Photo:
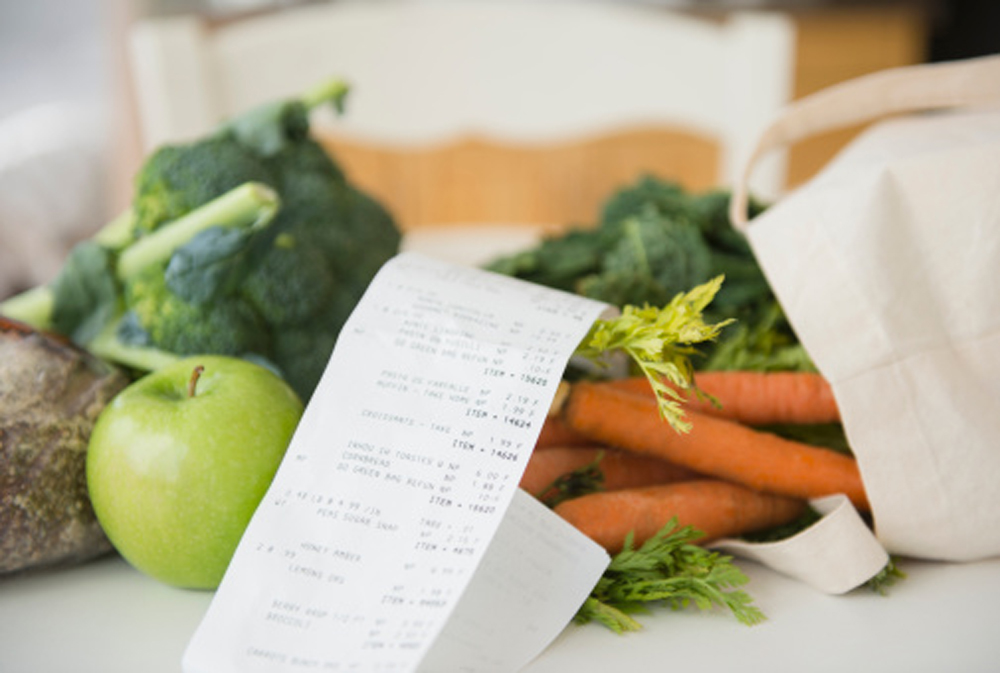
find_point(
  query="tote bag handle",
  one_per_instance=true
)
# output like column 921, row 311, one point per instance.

_Task statement:_
Copy out every line of the items above word for word, leaving out the pictures.

_Written answer:_
Photo:
find_point(
  query="tote bag handle",
  one_per_instance=true
)
# output like column 921, row 311, one point per instance.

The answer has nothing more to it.